Supplied data:
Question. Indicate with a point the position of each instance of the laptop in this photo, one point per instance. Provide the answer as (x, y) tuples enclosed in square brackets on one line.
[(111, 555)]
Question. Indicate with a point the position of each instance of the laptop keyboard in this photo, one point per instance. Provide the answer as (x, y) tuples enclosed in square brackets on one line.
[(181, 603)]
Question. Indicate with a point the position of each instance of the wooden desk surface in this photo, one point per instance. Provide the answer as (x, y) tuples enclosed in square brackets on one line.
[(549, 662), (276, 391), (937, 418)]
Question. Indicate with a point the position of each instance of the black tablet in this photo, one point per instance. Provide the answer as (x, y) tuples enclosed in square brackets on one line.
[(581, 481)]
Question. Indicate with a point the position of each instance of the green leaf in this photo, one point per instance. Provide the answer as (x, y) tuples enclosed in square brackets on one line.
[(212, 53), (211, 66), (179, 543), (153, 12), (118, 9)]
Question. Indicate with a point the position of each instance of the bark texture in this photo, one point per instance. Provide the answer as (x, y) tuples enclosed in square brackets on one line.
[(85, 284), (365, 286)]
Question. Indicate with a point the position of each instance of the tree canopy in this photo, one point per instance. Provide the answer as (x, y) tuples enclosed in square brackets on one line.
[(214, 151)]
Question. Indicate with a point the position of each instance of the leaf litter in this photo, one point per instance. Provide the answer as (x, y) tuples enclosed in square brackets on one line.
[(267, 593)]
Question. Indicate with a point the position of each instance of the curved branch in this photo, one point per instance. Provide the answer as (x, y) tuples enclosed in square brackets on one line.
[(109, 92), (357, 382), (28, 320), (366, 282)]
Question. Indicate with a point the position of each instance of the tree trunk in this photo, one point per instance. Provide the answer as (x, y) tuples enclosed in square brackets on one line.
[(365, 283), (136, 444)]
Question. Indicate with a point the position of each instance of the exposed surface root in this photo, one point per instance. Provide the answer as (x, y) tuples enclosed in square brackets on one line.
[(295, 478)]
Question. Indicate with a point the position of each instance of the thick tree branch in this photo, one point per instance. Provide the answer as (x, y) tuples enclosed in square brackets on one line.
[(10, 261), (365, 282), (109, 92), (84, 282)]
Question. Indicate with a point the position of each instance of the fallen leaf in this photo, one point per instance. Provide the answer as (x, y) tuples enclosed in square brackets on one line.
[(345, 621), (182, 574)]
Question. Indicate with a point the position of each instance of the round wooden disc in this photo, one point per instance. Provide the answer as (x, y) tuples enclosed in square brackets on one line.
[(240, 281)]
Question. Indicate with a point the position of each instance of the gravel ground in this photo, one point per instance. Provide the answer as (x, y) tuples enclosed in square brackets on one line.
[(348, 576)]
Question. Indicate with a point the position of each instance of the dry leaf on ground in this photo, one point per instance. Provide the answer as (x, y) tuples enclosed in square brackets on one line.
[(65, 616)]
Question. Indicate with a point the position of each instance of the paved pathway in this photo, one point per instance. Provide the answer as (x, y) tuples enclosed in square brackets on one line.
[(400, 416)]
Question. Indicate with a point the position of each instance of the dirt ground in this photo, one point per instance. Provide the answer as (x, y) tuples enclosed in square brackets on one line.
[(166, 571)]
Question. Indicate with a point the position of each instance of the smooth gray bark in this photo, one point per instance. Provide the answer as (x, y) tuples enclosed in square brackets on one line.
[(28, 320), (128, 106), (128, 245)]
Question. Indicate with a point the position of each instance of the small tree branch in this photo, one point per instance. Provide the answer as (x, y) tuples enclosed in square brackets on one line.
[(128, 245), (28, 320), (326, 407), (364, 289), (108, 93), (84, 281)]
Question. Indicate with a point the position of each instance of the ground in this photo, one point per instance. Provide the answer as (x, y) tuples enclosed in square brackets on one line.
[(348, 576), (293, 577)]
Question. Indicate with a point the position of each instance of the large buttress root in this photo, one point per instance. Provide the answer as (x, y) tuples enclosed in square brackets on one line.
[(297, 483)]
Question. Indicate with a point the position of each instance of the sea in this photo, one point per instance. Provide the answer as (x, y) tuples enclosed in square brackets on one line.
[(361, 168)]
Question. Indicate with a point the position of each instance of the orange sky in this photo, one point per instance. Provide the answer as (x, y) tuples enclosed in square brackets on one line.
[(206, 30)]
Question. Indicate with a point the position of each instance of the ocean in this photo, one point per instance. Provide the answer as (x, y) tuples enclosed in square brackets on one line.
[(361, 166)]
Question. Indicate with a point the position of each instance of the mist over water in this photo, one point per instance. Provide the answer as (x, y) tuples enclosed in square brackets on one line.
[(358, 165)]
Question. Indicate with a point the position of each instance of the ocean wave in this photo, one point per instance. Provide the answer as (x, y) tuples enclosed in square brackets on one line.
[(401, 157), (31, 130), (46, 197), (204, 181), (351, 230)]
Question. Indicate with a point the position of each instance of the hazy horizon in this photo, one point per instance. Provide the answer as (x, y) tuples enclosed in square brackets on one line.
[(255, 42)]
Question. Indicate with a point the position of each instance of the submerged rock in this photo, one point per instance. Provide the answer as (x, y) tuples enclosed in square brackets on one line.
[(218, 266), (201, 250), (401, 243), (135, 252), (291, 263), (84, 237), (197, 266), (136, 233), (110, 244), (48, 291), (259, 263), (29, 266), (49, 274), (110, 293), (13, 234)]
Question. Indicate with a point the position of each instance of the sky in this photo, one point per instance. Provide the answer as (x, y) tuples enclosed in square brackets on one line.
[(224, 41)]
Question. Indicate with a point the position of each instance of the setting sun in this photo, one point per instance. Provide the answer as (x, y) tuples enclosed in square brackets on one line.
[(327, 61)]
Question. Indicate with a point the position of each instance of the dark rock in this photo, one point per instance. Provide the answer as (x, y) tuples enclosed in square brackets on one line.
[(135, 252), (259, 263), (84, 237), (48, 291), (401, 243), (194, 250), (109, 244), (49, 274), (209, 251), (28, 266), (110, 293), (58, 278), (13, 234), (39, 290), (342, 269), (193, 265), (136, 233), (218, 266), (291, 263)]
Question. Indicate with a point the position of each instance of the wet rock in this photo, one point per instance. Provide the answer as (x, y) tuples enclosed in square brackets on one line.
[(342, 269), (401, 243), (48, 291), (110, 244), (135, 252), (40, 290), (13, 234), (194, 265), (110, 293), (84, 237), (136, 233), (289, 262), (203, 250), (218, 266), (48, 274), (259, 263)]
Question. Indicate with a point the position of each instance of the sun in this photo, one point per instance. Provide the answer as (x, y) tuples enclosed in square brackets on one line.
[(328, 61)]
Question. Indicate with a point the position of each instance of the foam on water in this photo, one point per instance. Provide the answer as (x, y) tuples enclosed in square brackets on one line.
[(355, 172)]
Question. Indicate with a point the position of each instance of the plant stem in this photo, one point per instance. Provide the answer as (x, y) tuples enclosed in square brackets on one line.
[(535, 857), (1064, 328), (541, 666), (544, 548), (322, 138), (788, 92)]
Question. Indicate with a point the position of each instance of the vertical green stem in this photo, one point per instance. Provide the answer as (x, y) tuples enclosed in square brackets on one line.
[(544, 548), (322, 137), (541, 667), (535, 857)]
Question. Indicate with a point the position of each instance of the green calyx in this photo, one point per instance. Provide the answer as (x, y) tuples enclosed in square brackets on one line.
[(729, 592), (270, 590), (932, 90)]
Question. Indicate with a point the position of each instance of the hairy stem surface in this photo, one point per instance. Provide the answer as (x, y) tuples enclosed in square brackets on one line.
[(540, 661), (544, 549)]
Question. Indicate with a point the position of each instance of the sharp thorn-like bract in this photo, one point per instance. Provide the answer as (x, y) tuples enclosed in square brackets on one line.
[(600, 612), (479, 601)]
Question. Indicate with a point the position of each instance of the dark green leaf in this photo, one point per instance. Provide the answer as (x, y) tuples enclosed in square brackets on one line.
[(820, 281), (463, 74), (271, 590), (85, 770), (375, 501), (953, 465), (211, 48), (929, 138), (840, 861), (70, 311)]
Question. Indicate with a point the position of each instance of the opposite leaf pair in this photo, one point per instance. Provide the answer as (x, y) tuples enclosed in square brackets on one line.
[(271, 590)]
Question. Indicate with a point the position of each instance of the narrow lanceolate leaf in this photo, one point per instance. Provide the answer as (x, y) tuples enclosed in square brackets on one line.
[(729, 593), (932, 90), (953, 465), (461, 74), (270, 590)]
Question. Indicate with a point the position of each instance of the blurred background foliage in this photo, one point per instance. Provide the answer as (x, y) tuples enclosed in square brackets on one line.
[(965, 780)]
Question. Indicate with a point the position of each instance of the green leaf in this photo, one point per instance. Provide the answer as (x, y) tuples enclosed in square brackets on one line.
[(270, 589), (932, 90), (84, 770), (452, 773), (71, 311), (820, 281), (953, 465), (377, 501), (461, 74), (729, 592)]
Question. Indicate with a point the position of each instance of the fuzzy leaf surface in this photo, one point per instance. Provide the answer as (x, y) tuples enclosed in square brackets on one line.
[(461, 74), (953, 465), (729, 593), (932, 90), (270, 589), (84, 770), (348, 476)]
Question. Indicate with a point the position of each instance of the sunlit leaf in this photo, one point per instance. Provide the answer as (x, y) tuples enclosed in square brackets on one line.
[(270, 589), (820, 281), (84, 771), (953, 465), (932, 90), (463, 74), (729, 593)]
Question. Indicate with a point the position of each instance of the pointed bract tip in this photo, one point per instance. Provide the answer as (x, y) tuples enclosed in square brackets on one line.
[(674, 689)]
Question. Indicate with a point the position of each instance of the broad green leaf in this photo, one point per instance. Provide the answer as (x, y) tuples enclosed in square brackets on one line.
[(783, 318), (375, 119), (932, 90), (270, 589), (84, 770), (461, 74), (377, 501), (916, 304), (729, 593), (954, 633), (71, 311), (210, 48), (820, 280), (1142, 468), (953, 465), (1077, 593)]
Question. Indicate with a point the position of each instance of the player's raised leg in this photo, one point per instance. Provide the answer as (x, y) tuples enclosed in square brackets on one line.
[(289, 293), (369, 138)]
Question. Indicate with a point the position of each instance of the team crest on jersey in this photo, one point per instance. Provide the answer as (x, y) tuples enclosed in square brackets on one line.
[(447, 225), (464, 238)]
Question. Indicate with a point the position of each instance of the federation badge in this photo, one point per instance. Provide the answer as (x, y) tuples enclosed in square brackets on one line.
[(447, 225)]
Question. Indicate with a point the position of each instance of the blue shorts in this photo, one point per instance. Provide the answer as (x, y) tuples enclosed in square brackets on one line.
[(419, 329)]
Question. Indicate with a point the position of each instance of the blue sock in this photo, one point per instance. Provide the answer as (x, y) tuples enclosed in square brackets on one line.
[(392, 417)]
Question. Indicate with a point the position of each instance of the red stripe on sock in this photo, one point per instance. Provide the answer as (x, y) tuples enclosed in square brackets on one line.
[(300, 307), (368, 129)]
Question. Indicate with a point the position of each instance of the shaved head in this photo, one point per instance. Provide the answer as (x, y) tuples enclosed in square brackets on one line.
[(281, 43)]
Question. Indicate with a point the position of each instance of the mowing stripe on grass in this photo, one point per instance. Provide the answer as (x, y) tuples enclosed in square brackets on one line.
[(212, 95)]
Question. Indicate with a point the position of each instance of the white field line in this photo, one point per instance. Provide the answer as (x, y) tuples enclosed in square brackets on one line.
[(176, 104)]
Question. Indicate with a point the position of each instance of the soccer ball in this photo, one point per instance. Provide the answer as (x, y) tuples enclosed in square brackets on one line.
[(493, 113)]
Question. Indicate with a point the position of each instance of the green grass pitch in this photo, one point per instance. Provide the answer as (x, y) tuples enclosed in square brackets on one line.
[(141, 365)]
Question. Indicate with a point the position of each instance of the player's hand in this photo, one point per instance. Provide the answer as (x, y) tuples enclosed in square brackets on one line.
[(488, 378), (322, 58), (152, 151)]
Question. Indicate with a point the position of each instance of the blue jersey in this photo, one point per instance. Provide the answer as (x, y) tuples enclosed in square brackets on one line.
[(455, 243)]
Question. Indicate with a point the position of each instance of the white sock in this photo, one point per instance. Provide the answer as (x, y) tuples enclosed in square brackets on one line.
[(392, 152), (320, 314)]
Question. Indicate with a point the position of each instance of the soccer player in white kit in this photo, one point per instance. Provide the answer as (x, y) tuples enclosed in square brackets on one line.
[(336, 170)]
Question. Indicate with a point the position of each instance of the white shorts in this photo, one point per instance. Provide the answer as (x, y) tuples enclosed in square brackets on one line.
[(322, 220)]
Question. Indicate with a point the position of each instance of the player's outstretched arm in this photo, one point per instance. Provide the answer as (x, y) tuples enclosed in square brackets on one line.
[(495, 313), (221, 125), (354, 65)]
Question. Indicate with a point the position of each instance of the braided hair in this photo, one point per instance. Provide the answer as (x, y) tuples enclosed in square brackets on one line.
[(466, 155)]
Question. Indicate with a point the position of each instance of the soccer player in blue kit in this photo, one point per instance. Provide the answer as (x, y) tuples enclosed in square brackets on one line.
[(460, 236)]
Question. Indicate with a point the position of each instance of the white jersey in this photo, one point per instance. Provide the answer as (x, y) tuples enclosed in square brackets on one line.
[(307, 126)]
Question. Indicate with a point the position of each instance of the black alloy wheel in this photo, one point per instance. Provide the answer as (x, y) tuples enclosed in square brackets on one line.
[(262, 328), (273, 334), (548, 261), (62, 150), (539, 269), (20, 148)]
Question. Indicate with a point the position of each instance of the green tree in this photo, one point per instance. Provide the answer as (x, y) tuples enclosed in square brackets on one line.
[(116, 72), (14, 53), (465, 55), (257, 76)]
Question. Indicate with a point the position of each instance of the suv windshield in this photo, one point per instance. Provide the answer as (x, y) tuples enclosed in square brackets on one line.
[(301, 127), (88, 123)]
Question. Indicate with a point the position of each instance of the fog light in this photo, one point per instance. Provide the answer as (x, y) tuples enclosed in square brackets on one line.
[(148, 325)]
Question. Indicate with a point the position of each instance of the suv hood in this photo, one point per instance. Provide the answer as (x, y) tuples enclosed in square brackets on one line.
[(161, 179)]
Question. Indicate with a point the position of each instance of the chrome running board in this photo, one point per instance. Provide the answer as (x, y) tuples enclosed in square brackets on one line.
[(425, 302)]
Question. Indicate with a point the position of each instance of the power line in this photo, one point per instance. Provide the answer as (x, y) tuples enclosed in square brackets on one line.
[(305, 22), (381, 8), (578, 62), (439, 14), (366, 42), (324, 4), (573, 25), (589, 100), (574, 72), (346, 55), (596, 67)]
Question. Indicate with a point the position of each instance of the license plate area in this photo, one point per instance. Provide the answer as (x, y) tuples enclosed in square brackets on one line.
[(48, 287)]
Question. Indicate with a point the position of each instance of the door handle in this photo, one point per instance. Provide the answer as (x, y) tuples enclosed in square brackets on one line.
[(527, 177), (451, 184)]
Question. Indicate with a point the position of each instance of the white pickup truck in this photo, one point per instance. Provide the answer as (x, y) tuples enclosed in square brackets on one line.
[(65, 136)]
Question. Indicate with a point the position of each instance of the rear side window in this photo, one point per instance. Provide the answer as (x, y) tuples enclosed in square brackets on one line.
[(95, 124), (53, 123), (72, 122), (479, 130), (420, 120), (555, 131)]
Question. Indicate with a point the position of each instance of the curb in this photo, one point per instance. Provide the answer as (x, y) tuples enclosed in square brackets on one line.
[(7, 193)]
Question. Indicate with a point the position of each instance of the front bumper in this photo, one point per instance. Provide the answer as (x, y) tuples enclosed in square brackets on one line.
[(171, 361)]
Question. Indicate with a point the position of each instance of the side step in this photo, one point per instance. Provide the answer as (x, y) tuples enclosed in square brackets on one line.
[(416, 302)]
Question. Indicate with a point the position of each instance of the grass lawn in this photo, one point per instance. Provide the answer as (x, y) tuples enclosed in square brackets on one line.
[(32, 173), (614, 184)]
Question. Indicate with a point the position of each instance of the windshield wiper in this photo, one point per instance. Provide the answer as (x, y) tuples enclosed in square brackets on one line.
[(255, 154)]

Written request:
Output the items in the part that opens with the line containing "of the fuzzy" and closes with the line containing "[(674, 689)]" as a two-column CSV with a header row naming the columns text and answer. Write one row per item, putting each value in a single double-quoted field with any line breaks replaced by spaces.

Solution for this problem:
text,answer
"Question. Indicate with a point the position of each instance of the fuzzy leaf surface in this photo, one point per instance. Provide the answer as (x, y) tuples enclosed in square brackets on one line.","[(461, 74), (953, 465), (729, 593), (932, 90), (270, 589), (84, 770), (348, 476)]"
"Question. Indicate with a point the position of each instance of the sunlit leaf in this photo, one point per instance. Provide the answer as (x, y) tuples enclosed in square brackets on one line.","[(270, 589), (820, 281), (84, 771), (953, 465), (932, 90), (463, 74), (729, 593)]"
"Question. Indicate with a point the position of each instance of the pointed bract tip in this photo, one point per instance. Provide the answer as (x, y) tuples enclosed in square brackets on one line.","[(674, 689)]"